TEXT EXCERPT |
Into St. Pierre Cathedral, an interesting combination of exterior architectural styles and impressive interior. In contrast, the nearby Calvin Auditory, where John Calvin preached, church is very spare inside.
Too tired to figure out anything else,
so we eat Italian at restaurant near the hotel recommended by Frommer’s
(Italian restaurants very common thruout Switzerland). A nice evening, later sunset about 9:30. Geneva is quite interesting ̶ I
take more pictures than expected ̶ but
we’re both looking for a more relaxed setting.
Thurs.,
June 29:
Much hornhonking during the night
outside the Gare. Sunny AM, clear &
cool. Breakfast at hotel (as in others)
of breads, croissants, ham, cheese, cereal, strong coffee. First use of our Europasses for 8:30 train to
Bern. All trains very smooth &
quiet, & always on time. [And
Marjorie does love riding trains!] Lake
Geneva one side, mostly farm country the other: vineyards, corn (much healthier
than at home), cows & sheep, pretty houses & barns, an occasional
castle or chateau. Flowers everywhere:
every house seems to have a garden, every window a flower box. Glad we took an earlier train, so about 3
hours to wander Bern after storing luggage in the Bahnhof.

Coordinate labeling data |
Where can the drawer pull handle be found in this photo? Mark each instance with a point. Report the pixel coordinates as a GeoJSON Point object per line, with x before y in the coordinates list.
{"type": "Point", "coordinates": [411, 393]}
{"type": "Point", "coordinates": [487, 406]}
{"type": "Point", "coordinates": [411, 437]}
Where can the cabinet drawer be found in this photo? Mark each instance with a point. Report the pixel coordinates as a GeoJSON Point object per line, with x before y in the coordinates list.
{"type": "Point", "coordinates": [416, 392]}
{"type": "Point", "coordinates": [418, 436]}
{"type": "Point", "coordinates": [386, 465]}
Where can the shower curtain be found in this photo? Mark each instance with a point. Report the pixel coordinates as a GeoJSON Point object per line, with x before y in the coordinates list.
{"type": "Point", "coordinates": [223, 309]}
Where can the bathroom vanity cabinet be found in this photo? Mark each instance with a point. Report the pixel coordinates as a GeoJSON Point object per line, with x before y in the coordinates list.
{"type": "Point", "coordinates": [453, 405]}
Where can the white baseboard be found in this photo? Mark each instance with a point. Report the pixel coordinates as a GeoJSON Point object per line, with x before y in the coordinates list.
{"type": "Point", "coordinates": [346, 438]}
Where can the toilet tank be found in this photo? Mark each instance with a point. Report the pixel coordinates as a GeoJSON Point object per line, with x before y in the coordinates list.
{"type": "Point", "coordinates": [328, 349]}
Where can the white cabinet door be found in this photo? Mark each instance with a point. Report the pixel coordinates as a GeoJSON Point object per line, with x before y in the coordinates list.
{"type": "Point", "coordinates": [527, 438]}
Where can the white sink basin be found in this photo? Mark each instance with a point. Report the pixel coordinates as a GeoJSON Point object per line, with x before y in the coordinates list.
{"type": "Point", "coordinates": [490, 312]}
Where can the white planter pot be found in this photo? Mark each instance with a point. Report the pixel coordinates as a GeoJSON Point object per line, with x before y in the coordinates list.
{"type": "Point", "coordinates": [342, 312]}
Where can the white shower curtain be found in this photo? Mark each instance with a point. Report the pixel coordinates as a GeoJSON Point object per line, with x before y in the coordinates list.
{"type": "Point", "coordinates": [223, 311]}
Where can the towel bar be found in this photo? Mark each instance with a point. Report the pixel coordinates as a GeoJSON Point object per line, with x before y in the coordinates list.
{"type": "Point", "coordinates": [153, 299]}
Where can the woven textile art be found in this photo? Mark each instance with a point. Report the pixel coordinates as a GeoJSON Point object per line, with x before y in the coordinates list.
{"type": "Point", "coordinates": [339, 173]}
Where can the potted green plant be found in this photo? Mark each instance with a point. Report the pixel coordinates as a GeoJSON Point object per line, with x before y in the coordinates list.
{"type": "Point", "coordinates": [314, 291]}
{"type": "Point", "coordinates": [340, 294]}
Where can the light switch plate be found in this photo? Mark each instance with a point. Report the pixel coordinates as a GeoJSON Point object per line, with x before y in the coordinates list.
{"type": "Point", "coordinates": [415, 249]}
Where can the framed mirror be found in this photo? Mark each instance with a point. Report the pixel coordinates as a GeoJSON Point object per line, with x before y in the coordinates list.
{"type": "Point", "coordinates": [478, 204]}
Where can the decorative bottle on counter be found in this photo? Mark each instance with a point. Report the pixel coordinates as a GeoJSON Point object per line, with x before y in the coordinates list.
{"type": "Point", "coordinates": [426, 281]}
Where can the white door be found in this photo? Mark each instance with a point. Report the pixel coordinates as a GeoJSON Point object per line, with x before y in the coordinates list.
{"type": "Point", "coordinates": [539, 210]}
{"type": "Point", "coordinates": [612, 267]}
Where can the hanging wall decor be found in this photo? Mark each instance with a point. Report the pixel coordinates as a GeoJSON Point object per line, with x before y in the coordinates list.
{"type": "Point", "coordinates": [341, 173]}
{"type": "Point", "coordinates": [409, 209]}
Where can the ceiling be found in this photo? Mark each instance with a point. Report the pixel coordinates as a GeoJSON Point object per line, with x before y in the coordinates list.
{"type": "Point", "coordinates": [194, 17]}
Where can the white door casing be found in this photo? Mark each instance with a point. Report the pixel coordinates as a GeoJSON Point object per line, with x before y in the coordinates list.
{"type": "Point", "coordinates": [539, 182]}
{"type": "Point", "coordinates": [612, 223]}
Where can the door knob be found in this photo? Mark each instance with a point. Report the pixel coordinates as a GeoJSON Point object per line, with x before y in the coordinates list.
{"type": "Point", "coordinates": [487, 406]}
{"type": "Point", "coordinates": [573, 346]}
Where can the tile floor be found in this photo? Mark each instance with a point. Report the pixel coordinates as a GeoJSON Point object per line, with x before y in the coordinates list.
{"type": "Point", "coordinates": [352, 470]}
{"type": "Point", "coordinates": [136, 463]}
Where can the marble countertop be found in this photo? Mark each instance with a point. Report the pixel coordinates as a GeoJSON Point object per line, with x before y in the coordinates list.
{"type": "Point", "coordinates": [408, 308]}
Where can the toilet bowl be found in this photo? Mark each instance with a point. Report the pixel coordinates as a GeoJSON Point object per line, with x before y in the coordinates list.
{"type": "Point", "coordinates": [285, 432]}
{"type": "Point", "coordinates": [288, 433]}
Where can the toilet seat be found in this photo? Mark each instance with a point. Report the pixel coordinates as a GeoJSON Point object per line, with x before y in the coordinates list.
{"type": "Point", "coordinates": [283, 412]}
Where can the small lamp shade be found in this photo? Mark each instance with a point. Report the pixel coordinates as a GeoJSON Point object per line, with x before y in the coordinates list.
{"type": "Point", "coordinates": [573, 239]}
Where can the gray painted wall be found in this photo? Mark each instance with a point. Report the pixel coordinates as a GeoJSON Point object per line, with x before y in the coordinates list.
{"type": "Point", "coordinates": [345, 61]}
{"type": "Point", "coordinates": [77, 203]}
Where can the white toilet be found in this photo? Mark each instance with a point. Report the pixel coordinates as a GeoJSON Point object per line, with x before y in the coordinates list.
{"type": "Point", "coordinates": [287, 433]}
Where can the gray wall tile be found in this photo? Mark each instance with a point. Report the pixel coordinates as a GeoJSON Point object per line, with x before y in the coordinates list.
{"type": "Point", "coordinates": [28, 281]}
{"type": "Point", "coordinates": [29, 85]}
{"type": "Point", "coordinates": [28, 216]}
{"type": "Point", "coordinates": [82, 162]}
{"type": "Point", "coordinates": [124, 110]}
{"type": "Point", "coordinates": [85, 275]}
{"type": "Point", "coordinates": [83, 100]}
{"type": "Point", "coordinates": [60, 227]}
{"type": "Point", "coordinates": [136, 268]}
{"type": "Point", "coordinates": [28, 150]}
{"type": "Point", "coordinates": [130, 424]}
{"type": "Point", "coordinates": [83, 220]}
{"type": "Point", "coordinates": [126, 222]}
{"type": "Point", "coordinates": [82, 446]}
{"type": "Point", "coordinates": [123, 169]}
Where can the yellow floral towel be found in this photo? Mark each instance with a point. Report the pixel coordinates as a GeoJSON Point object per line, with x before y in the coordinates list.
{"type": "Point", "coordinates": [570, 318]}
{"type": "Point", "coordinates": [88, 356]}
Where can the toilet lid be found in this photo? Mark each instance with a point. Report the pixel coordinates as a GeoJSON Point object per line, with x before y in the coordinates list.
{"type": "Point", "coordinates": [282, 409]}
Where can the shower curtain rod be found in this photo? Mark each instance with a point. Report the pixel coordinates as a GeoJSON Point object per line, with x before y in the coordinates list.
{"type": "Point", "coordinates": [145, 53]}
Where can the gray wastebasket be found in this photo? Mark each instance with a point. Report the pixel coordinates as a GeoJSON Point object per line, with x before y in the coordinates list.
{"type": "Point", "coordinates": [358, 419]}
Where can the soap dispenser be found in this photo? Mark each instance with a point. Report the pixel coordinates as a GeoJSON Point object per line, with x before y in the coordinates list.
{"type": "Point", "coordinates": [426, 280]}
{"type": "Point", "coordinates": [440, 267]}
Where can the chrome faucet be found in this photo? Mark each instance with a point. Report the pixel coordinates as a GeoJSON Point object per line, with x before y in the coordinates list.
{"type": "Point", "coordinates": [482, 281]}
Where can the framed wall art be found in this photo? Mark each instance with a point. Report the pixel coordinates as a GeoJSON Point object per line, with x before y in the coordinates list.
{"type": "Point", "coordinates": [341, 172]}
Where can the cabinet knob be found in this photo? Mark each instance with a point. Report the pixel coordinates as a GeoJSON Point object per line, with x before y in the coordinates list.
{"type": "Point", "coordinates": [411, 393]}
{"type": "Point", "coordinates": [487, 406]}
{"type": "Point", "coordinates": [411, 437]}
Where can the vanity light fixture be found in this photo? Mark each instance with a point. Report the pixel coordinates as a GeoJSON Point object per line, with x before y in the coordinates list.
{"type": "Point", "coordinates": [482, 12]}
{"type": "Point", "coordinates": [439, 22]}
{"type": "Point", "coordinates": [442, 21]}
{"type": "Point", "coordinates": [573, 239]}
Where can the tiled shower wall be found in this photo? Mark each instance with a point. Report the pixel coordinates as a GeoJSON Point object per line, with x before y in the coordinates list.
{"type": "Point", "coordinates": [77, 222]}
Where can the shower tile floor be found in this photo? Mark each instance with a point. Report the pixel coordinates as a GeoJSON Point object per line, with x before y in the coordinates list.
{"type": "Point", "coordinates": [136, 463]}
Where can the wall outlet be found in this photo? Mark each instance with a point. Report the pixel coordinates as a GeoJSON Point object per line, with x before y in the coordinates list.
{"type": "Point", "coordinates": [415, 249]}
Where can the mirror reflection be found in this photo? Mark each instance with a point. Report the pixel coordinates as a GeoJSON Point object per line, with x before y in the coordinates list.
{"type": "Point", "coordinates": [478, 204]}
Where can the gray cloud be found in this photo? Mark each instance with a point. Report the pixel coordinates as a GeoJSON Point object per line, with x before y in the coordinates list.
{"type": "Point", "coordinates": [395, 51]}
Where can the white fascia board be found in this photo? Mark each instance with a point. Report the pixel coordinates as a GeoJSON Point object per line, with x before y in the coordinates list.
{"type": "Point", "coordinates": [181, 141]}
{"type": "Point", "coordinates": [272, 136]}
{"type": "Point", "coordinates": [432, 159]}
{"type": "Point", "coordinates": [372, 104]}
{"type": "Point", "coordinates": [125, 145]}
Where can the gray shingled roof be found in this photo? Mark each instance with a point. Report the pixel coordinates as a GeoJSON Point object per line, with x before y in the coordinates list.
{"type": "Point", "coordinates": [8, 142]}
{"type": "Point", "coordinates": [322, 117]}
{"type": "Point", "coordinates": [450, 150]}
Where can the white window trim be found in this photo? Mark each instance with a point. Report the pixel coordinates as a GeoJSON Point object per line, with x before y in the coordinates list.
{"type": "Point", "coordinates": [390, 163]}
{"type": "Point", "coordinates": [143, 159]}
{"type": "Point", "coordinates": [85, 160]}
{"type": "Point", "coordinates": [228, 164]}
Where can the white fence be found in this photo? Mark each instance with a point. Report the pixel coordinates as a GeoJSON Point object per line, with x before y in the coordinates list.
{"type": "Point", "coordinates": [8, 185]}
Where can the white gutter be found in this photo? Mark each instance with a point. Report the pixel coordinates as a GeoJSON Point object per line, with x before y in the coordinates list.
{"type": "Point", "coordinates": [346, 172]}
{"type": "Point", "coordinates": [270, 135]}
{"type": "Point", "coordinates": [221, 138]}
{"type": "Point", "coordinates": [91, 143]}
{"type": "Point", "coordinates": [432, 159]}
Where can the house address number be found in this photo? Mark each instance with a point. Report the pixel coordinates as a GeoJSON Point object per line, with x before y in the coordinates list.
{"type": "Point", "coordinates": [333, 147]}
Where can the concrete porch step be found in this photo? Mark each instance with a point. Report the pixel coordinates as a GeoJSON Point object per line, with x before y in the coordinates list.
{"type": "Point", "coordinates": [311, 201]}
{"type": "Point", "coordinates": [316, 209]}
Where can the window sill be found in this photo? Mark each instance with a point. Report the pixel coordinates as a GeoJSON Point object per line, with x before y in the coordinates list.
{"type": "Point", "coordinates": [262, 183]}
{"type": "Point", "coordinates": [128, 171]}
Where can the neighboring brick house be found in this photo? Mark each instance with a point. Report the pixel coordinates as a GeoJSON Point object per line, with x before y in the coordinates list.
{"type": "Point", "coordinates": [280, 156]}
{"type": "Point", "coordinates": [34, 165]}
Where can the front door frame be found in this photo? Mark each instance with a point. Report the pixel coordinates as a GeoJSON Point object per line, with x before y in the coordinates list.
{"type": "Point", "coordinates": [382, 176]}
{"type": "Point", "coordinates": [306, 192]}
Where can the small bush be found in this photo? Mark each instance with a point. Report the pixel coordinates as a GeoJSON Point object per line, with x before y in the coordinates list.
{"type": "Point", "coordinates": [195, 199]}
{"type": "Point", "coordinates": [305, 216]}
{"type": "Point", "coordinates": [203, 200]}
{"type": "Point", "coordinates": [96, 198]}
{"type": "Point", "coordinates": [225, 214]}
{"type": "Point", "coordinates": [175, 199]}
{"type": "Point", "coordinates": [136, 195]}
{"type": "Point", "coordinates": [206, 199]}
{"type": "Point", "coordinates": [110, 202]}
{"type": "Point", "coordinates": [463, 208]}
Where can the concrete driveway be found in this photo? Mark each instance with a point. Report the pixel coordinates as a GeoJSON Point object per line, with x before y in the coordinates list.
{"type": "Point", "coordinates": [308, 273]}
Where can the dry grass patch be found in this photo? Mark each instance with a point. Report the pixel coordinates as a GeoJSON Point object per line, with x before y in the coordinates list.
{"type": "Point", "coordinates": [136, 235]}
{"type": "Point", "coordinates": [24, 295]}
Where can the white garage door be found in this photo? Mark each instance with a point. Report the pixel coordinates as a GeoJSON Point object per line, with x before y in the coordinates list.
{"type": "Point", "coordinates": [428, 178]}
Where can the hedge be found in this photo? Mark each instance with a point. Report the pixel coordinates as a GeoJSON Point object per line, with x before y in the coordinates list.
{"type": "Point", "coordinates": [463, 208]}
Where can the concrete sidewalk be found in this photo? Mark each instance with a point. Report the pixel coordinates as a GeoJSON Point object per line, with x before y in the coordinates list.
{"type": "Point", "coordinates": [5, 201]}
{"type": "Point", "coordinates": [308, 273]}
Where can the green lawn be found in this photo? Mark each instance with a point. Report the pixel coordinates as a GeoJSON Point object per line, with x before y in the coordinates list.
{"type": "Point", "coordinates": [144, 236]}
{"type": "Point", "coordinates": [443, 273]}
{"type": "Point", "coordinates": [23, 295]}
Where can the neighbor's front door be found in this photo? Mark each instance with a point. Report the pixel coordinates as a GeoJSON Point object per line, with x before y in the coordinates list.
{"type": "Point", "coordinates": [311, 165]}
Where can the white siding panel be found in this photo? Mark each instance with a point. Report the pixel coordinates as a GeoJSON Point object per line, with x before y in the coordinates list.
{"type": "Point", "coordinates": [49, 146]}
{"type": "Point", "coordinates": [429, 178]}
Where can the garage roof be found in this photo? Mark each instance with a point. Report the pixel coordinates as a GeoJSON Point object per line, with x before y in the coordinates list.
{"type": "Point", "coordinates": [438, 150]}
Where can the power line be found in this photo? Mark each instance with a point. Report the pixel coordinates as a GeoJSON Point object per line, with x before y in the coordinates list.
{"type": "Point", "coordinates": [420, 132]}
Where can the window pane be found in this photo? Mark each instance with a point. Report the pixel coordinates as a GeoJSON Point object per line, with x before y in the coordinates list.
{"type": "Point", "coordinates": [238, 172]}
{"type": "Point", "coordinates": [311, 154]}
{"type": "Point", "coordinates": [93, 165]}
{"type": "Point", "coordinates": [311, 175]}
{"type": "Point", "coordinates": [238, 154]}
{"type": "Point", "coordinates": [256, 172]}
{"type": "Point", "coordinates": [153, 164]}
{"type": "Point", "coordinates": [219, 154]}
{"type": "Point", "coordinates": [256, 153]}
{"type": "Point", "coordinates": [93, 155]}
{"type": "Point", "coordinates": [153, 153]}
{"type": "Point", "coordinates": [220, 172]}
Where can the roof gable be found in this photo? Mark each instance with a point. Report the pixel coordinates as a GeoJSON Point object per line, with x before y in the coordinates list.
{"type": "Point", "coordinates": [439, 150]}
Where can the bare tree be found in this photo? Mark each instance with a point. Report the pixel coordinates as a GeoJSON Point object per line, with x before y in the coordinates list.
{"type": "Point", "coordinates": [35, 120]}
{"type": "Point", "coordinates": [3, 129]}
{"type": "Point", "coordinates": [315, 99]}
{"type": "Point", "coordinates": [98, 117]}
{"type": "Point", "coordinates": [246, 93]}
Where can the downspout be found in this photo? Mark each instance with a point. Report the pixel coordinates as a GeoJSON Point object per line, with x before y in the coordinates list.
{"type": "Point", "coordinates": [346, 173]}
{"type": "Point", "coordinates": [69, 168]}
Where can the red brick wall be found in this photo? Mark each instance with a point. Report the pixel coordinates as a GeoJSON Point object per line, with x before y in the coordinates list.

JOBS |
[1] Name every food and drink that the travel diary lists for the hotel breakfast on June 29.
[2] Pick up the Switzerland travel diary after its last line and write what comes next.

OUTPUTS IN ORDER |
[1] Breads, croissants, ham, cheese, cereal, strong coffee

[2]
We see the famous clock, tho figures not as active as expected.


We get a snack plus sandwich for the train to Luzern, a good break for our feet & my shutter finger. More wooded now, higher mountains. Every town seems to have steeple with clock. Turning cloudier.
A short walk along the river from
Bahnhof to Hotel Pension Roesli, on Pfistergasse. Nice room, overlooking a quiet street with
small shops just off the river. Gutsch
funicular not operating. Percussionist
son Matt asked us to shop for a set of good Swiss bells, but fellow at a nearby
music store says we’re not likely to find non-touristy bells without stealing
one from a cow. Across Spreuerbrucke
(Mills Bridge) near the hotel. “Dance of
Death” paintings in gables commemorate plague in the city. Rushing rapids on the river thru here.


Fri., June
30:
A gorgeous day, relaxing since we saw
much of the city yesterday. Breakfast in
a pretty room in companion hotel down the street. Over Kapellbrucke, especially pretty in AM
sun, flowers all along outside. Restored
from 1993 fire, most of the paintings on gables are photos of originals. To Lion Monument, a dying lion carved into
cliff commemorating death of Swiss guards for Marie Antoinette. A quiet, contemplative setting.
Nice stores to browse thru, some buying. Hofkirche (church) closed for interior work,
but pretty courtyard. Down to the lake
to sit a while along Kurplatz. Mama swan
with 5 “ugly ducklings,” nearby Kursaal (casino) & expensive hotels. Walk back thru city.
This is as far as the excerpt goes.